* _BRIEF A_
According to the Alan Wake review, who wrote the game's script?
* _BRIEF B_
Return the part of the Alan Wake review that begins at the words "Although there is" and ends after the words "absolutely jaw-dropping environments.".
* _BRIEF C_
Name every musician or band mentioned in the Alan Wake review.

* _PASSAGE GIVEN_
* Begin *

As fun as it is to play at times, Alan Wake exhibits a bizarrely lopsided sense of what constitutes good taste artistically. For example, after the close of one episode you’re serenaded by the deliciously spooky drama of Nick Cave & The Bad Seeds’ “Up Jumps The Devil.” But then later in the game I was left clutching my ears as the Finnish nü-metal band Poets of the Fall sang the following words over a mélange of orchestral bombast: “When I thought that I fought this war alone / You were there by my side on the front line / And we fought to believe the impossible.” But even Poets of the Fall have their redeeming moment when they provide the shred-tacular soundtrack to a Taken-blasting showdown that takes place on an old concert stage in the middle of some aging rockers’ farm, complete with pyrotechnics and light show. Easily the game’s finest hour.

The game’s script by Remedy in-house writer Sam Lake likewise seesaws between pitch-perfect and face-palmingly awful. Wake’s literary agent and best friend Barry is the second coming of Joe Pesci. After a night spent sleeping in the local clink, Barry wakes up complaining, “I think my tongue just took a crap in my mouth.” Wake mocks Barry’s lack of heavy-metal knowledge at another point, quipping, “This from the guy who discovered Ozzy Osbourne through a reality show.”

Just when you start getting comfortably immersed, however, you choke on a lump of overcooked narration such as Wake earnestly musing, “A drowning man will clutch at a straw.” Also: “The terror would’ve burned her mind out. Ok, just one more: [Upon hearing the distressed voice of Barry in the distance after the two are separated] “For all I knew, it was Barry, caught in the consequences of leaping without looking.” If you sound like a bit of poorly translated text from a Japanese RPG, you’re doing it wrong. It’s entirely possible that the game’s protagonist is simply a shitty writer and the prose that Sam Lake attributes to him is a masterpiece of deadpan comic genius, but I’m not quite certain.

In terms of gameplay, Alan Wake is mostly satisfying. Where Dead Space complicated the straightforward task of “shoot all bad guys” by forcing players to strategically dismember alien foes by aiming for their limbs, Alan Wake’s twist is that you have to shine your flashlight beam on The Taken (shadow zombies, basically) for several seconds before they’re vulnerable to attack. This creates some incredibly stressful multi-tasking as you switch back and forth between shining and shooting, ad infinitum. In the case of the flare gun and the flashbang grenades, the shining and shooting is condensed into singularly effective combat tools. The pattern gets a bit tedious, but the bucolic set pieces provide ample reward for the game’s more protracted hikes.

Although there is a day-night cycle, the majority of the game is spent under the cover of darkness. Makes sense, I suppose, as darkness is where the crux of the gameplay challenge lies. Still I found myself constantly wishing for daylight to return. Not just so I could give my nerves a rest from the frightful, orchestral stings that occur when The Taken lurch unexpectedly out of the treeline right next to me. I just wanted daylight so I could admire the absolutely jaw-dropping environments.

* End *

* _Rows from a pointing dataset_
* Begin *

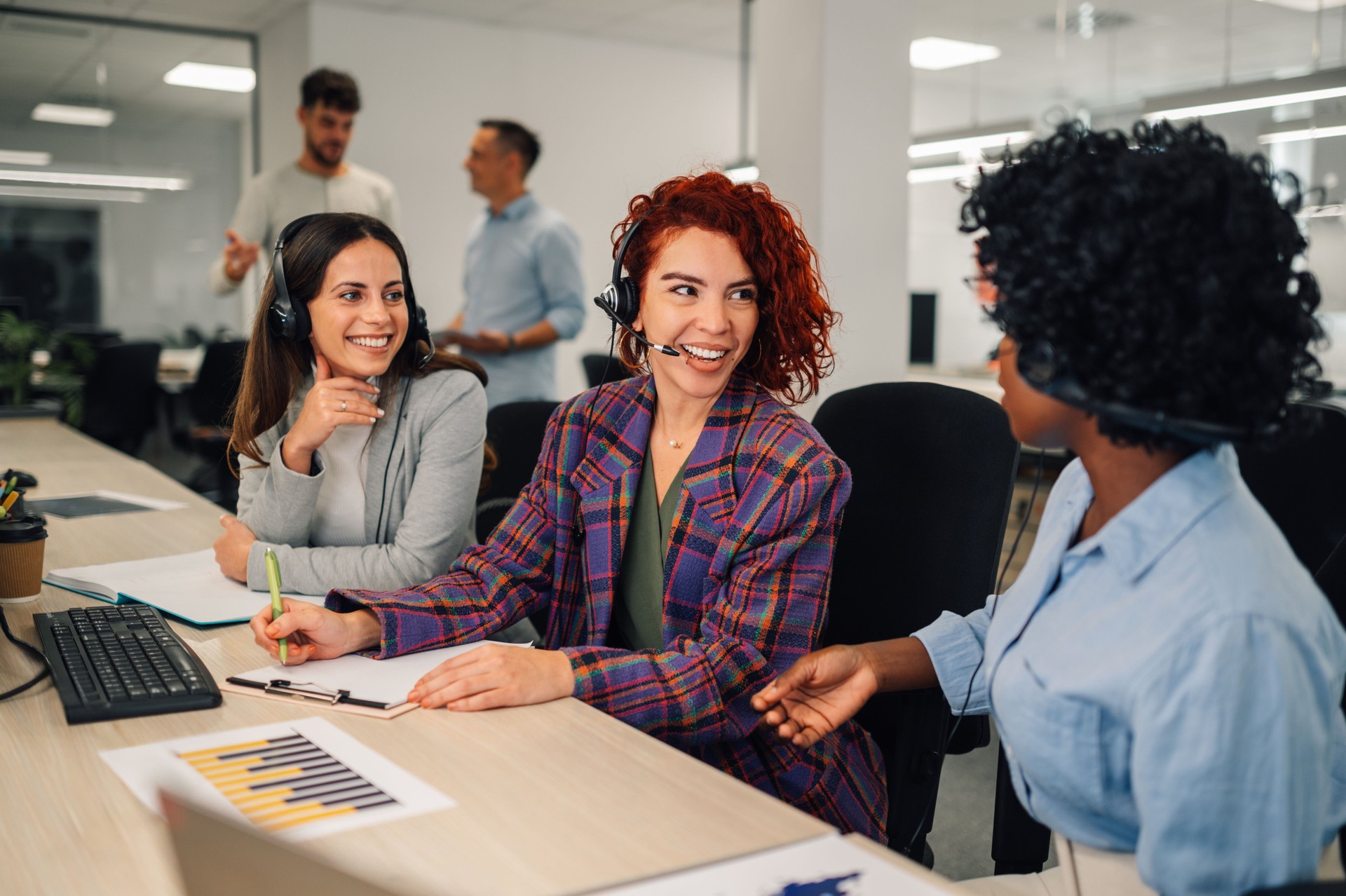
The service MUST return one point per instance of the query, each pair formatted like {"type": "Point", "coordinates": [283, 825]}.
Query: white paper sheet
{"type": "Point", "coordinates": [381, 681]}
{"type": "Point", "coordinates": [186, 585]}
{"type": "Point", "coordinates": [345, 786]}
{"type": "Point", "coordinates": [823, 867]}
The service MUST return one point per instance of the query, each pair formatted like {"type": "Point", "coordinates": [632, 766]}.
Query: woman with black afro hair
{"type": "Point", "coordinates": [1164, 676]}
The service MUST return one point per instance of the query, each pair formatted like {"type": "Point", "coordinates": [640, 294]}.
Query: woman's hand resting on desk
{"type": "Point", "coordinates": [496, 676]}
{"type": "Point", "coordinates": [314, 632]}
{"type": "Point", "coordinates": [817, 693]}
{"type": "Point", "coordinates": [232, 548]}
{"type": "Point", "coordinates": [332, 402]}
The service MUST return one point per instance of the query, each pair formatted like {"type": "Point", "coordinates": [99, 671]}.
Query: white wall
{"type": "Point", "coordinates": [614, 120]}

* End *

* _FINAL ANSWER A_
Sam Lake, a Remedy in-house writer.

* _FINAL ANSWER B_
Although there is a day-night cycle, the majority of the game is spent under the cover of darkness. Makes sense, I suppose, as darkness is where the crux of the gameplay challenge lies. Still I found myself constantly wishing for daylight to return. Not just so I could give my nerves a rest from the frightful, orchestral stings that occur when The Taken lurch unexpectedly out of the treeline right next to me. I just wanted daylight so I could admire the absolutely jaw-dropping environments.

* _FINAL ANSWER C_
Nick Cave & The Bad Seeds, Poets of the Fall, Ozzy Osbourne